▶ Written request A
According to the passage on pro forma financial statements, on what date do the statements of operations assume the acquisition occurred?

▶ Text section
┏━━
The unaudited pro forma condensed consolidated balance sheet as of August 1, 2009 is based on the Company’s historical balance sheet as of that date, and gives effect to the acquisition transaction as if it had occurred on August 1, 2009. The pro forma adjustments give effect to events that are directly attributable to the acquisition and are factually supportable regardless of whether they have continuing impact or are nonrecurring.

The unaudited pro forma condensed consolidated statements of operations for the 13 and 26 weeks ended August 1, 2009 and the 13 weeks ended May 2, 2009 are based on the historical condensed consolidated statements of operations of the Company and B&N College and give effect to the acquisition transaction as if it had occurred on February 3, 2008, the first day of the Company’s prior fiscal year. The unaudited pro forma condensed consolidated statements of operations for the 52 weeks ended January 31, 2009 combine the Company’s historical condensed consolidated statements of operations for the 52 weeks ended January 31, 2009 and the B&N College historical condensed consolidated statements of operations for the 52 weeks ended May 2, 2009 and give effect to the acquisition transaction as if it had occurred on February 3, 2008, the first day of the Company’s prior fiscal year. The pro forma condensed consolidated statements of operations combine the historical results of the Company and B&N College, including pro forma adjustments.
┗━━
Records from a point labeling set:
┏━━
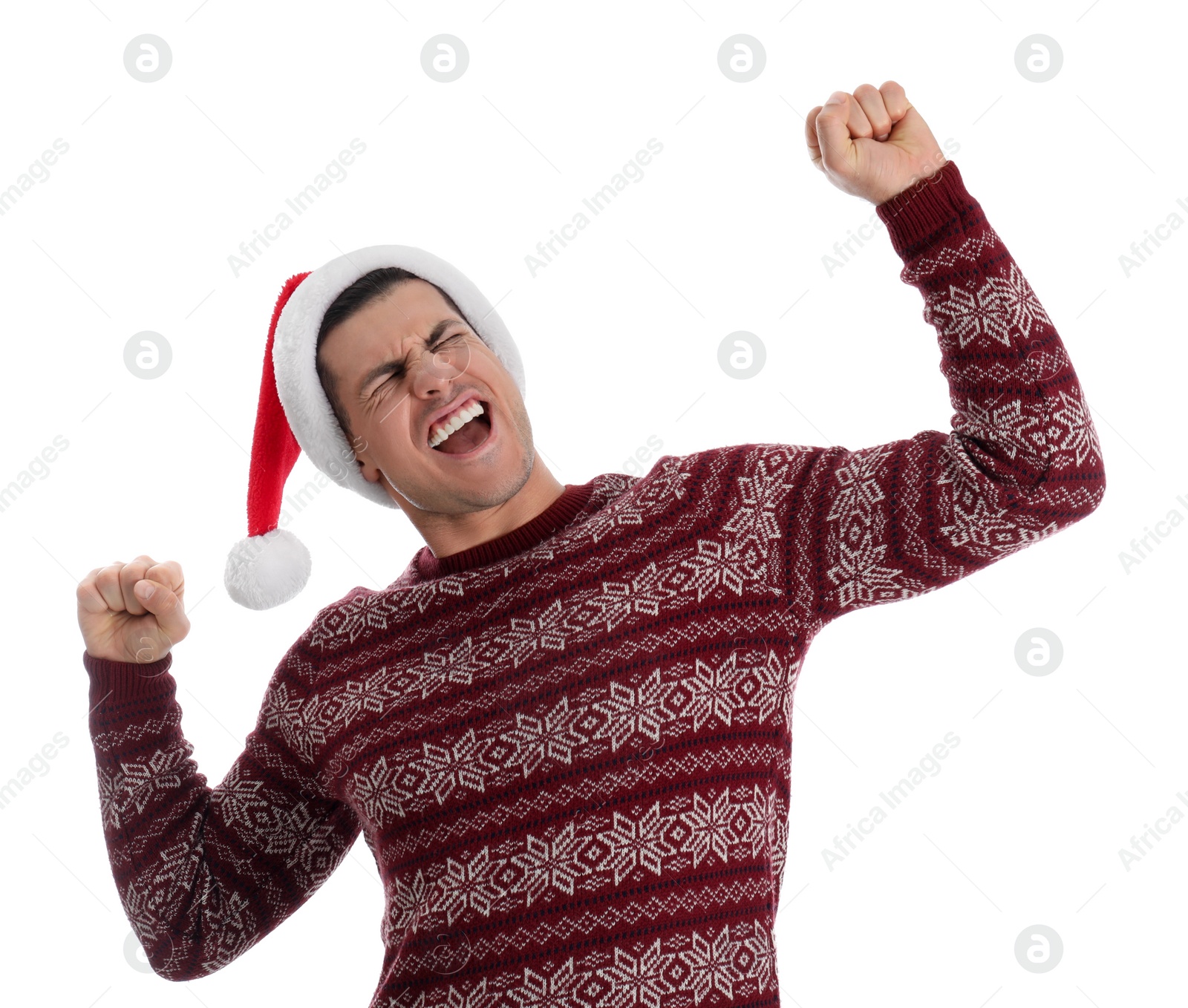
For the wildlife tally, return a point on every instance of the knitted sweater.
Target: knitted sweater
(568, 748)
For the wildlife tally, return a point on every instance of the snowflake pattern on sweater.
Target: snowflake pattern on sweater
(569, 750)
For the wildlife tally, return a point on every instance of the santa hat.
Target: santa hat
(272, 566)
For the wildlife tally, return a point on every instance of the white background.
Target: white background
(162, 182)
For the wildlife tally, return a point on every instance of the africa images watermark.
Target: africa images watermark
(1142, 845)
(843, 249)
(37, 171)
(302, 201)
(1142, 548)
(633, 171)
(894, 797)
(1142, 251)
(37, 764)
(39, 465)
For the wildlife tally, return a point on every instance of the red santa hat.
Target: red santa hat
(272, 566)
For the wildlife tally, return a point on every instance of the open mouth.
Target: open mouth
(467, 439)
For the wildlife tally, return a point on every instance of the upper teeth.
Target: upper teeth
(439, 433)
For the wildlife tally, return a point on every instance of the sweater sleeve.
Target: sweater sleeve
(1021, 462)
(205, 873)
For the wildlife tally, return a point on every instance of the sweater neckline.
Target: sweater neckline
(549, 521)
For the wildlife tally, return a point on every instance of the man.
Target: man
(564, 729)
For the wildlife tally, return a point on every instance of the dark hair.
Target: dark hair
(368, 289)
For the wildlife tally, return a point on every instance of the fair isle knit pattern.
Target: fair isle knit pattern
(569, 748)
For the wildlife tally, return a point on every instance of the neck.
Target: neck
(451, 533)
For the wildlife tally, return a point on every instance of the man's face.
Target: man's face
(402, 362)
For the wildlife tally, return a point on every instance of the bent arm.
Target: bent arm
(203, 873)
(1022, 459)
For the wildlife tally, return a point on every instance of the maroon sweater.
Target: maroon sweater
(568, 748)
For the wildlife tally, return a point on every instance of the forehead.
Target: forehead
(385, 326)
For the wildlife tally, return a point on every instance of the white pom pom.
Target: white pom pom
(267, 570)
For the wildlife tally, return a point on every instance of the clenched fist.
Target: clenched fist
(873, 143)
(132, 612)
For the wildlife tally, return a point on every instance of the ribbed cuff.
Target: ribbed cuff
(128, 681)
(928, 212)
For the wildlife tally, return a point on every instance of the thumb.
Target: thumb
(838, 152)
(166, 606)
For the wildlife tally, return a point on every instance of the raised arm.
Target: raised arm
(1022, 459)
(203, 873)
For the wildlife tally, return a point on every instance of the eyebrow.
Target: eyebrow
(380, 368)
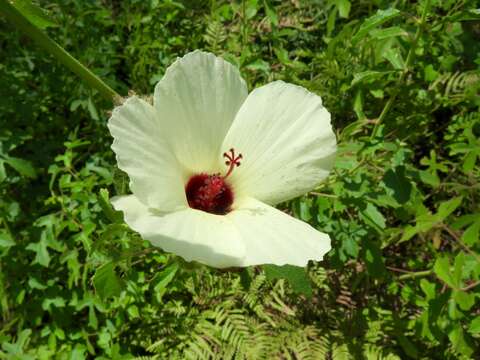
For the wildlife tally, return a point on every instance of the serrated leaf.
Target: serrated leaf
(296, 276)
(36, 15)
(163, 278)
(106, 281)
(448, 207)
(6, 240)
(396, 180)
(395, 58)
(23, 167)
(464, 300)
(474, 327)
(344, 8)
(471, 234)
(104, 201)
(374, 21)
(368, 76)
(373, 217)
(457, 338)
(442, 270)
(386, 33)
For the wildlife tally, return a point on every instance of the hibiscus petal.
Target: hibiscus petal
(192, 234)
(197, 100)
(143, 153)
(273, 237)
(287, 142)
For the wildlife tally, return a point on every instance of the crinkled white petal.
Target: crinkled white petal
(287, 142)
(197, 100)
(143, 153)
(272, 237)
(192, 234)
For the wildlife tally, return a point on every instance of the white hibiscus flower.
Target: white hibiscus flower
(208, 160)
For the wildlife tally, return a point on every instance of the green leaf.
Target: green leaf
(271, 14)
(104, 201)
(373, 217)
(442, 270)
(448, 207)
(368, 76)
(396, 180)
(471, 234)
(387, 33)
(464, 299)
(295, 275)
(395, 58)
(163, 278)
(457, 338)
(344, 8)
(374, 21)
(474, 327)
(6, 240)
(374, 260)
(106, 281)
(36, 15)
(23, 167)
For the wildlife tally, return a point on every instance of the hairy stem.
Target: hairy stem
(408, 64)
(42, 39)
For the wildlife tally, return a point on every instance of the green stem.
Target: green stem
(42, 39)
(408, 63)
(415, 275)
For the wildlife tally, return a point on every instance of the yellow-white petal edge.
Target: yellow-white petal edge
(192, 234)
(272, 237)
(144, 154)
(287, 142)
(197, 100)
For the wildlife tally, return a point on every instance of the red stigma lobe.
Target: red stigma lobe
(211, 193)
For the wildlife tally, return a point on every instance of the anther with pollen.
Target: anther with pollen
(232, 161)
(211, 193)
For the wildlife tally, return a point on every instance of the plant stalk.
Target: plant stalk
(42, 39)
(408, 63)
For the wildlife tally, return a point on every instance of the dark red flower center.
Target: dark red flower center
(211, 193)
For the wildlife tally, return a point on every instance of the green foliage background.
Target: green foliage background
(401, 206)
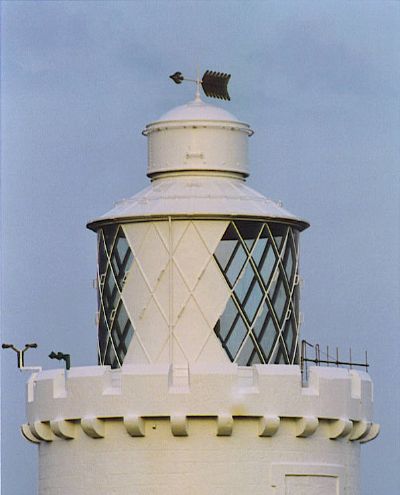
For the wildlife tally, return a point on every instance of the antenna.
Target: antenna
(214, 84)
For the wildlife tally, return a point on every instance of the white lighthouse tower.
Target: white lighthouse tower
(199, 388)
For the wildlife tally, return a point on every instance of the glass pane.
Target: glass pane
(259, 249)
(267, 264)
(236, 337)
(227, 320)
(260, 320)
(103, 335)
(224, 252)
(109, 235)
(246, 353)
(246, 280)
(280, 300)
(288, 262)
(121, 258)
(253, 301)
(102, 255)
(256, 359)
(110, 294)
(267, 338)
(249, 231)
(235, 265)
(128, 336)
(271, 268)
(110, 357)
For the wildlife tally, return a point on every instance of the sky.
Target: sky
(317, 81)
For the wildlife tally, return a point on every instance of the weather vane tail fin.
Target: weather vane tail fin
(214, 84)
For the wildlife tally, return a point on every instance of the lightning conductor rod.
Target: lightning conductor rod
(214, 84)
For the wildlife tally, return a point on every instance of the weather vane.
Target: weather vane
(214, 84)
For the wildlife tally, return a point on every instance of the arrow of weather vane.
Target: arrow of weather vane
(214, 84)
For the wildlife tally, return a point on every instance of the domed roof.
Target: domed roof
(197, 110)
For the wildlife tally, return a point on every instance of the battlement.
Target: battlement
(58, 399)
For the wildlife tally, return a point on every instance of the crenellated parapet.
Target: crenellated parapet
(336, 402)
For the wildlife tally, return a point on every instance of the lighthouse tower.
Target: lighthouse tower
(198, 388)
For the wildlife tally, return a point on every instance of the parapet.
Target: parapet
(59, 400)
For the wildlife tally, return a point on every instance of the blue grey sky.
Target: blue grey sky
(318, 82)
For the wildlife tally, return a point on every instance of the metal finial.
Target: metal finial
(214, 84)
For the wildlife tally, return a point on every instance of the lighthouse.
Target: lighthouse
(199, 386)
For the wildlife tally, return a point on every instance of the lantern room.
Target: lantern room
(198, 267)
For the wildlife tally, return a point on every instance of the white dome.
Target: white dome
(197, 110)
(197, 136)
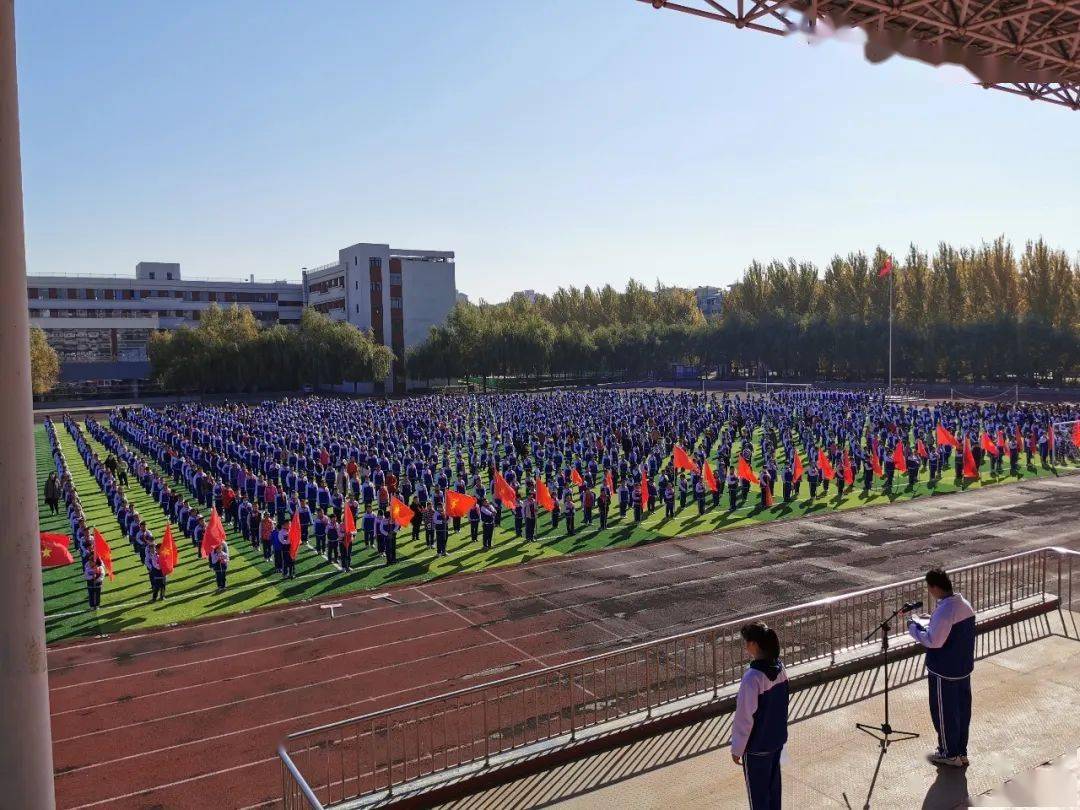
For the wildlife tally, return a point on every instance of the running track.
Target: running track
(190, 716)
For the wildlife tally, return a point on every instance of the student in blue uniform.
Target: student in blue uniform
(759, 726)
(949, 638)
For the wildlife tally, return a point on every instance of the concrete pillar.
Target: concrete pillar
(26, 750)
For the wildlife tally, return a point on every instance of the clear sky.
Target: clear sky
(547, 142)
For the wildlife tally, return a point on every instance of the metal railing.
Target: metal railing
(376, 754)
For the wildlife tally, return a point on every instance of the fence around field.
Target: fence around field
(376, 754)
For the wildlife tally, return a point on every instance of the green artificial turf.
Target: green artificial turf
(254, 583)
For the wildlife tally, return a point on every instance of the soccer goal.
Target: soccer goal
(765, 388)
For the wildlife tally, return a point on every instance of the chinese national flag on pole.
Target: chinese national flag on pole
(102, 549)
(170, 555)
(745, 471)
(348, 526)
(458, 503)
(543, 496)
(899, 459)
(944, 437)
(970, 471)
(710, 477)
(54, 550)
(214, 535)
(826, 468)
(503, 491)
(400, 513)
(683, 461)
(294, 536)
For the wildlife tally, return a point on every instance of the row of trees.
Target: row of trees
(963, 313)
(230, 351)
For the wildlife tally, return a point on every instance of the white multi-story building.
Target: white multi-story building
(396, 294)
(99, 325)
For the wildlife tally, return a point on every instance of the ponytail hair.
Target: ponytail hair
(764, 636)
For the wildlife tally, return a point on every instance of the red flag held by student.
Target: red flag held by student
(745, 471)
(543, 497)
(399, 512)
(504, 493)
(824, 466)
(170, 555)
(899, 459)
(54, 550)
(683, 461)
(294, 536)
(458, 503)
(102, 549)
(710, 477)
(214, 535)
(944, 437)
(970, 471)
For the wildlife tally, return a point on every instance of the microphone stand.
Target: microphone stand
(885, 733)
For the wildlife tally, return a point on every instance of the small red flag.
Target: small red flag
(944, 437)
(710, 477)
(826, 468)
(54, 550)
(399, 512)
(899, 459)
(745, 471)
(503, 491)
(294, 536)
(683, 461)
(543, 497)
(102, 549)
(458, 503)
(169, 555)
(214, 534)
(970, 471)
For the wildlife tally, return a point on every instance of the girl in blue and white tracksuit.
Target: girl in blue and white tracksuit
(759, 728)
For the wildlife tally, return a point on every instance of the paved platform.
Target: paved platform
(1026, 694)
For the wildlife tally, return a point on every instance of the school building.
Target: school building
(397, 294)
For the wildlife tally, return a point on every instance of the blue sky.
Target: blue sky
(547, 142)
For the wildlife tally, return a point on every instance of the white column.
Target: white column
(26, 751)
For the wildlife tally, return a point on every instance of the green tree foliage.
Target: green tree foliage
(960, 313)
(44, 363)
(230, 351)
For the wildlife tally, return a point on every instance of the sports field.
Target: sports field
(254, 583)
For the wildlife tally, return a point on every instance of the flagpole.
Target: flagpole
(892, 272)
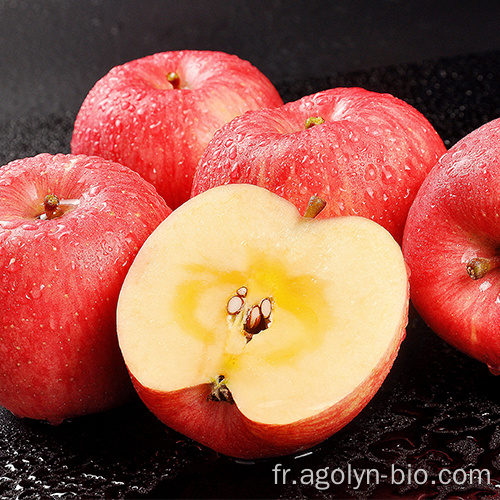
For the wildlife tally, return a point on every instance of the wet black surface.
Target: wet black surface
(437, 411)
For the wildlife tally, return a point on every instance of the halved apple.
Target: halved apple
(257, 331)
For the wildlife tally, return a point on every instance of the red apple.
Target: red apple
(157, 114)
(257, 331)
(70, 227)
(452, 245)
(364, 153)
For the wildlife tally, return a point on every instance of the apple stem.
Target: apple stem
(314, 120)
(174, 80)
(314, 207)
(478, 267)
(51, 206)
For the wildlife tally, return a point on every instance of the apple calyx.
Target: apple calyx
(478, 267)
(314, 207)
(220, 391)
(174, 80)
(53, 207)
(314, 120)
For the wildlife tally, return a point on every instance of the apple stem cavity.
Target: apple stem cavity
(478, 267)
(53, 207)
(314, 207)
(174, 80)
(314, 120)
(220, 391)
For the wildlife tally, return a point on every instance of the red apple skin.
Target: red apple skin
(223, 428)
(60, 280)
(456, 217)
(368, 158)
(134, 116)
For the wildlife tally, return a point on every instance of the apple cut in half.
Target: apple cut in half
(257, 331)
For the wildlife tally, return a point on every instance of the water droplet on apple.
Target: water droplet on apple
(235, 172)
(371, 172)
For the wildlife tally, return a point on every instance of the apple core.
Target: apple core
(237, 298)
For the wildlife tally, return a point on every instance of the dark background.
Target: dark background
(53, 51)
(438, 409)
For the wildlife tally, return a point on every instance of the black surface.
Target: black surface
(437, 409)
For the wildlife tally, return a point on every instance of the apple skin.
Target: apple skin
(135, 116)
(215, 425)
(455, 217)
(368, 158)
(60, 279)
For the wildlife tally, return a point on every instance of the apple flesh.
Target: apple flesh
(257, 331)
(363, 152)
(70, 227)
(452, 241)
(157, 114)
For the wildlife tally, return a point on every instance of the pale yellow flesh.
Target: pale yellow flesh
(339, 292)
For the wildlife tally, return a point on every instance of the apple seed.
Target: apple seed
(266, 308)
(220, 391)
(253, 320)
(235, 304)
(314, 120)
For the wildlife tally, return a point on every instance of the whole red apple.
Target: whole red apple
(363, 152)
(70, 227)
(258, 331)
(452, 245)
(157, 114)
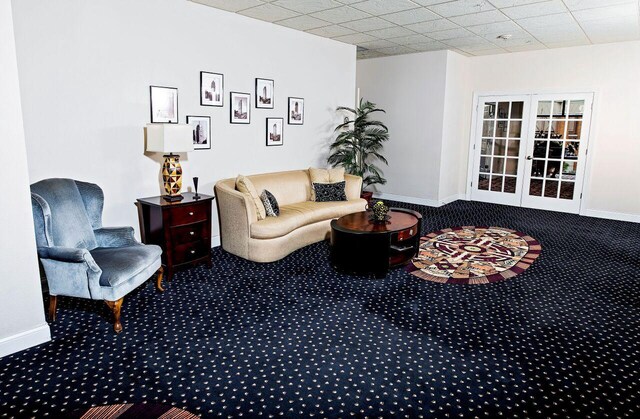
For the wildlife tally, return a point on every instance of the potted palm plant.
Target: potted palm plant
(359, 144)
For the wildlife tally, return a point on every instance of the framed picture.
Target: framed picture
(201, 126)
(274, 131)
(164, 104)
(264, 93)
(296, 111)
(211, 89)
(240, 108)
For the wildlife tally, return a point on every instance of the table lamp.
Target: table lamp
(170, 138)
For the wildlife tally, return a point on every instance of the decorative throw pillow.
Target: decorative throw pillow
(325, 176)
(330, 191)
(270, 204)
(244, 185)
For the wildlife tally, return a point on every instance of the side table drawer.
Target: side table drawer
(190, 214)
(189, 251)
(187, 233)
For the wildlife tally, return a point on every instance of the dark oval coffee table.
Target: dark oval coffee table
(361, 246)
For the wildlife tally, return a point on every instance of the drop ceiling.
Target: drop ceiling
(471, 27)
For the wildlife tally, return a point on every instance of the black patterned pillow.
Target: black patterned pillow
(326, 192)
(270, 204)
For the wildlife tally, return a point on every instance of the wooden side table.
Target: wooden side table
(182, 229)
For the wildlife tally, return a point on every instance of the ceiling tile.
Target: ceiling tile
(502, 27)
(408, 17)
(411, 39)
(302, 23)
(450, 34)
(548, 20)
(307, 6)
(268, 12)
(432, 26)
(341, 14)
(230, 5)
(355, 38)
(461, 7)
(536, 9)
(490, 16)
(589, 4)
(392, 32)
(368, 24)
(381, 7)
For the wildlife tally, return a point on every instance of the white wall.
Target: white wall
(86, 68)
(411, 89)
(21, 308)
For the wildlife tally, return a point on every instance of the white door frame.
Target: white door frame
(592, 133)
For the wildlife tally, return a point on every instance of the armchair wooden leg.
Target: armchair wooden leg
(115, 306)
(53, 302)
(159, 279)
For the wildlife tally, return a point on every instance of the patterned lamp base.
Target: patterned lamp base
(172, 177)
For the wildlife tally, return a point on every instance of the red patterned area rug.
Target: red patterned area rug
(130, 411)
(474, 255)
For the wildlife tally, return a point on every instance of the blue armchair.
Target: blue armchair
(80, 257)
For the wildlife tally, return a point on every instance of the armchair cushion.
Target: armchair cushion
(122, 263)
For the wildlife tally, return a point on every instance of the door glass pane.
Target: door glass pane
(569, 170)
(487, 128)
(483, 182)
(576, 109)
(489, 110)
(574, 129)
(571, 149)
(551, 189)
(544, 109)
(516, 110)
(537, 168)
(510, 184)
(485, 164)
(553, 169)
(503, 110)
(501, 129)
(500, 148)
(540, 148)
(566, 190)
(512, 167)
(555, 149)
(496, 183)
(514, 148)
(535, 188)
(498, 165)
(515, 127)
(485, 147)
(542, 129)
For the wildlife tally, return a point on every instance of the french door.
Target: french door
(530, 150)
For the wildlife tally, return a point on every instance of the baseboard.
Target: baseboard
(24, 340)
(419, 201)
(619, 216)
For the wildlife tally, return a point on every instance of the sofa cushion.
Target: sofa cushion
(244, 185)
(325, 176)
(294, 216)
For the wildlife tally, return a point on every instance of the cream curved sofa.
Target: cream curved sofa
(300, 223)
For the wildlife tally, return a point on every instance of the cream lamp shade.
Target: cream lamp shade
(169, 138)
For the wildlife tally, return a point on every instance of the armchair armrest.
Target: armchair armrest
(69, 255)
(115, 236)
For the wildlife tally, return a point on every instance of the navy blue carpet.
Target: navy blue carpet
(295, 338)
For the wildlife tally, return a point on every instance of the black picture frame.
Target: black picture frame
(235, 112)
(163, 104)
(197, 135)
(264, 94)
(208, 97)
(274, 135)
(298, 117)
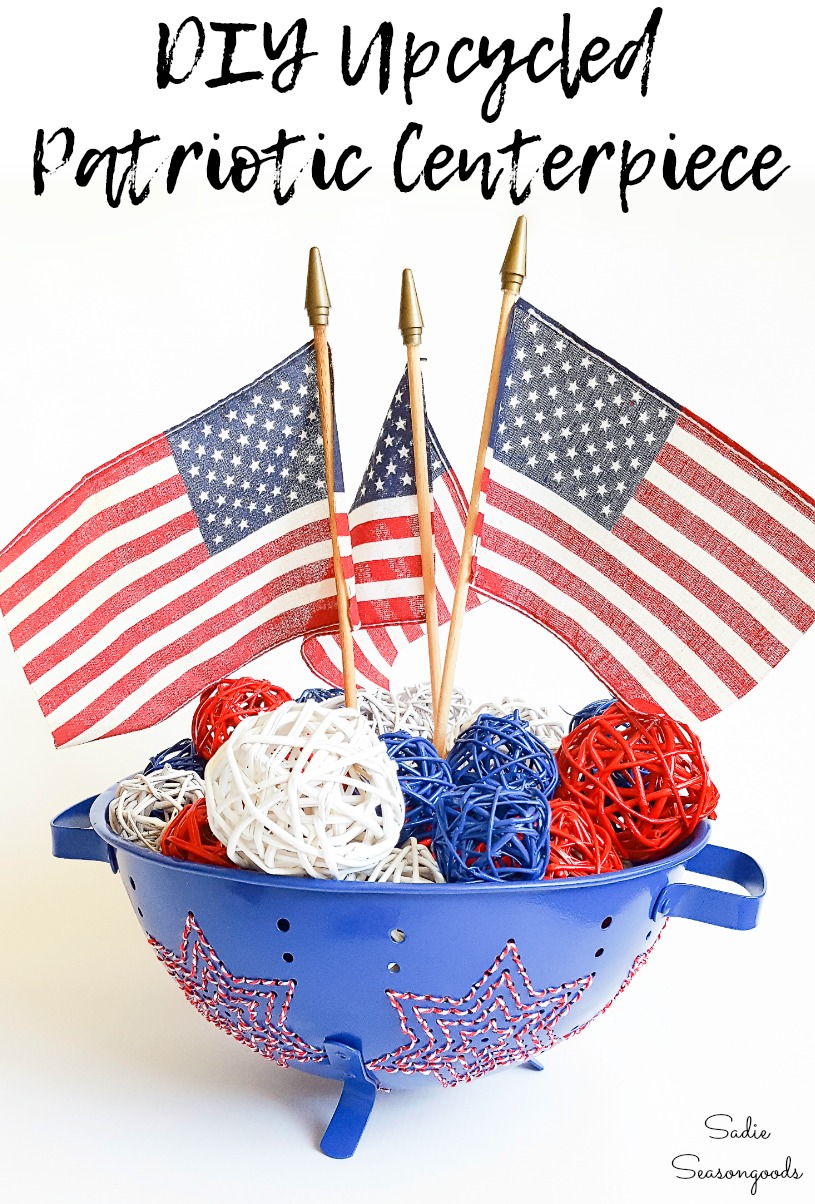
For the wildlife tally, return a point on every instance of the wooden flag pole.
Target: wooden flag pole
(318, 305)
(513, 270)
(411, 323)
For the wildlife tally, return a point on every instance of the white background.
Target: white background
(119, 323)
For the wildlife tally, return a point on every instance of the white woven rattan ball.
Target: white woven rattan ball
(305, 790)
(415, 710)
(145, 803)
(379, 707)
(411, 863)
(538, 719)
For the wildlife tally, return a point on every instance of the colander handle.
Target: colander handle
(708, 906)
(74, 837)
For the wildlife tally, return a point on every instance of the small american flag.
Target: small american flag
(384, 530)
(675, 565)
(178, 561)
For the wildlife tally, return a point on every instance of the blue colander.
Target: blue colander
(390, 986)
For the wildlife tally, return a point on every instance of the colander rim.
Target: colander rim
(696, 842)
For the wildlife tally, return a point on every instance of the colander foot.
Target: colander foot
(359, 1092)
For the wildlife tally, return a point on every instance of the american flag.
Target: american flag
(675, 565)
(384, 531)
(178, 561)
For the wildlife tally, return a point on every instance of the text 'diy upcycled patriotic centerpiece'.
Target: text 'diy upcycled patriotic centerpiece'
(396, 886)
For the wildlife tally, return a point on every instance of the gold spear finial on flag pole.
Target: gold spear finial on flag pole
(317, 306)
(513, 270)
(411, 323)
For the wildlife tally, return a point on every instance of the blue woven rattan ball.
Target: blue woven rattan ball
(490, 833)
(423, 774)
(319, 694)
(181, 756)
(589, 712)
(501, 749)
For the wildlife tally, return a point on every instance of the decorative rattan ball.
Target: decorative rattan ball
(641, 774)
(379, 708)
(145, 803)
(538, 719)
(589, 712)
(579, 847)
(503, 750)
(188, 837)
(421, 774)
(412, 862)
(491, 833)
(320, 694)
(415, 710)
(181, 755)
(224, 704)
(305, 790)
┗━━
▶ Written request B
Give the number of lines in the listing that contain the string "mouth", counting matches only when the case is the same. Reply with the number alone.

▶ Right answer A
February 3, 2008, the first day of the Company's prior fiscal year.

▶ Right answer B
2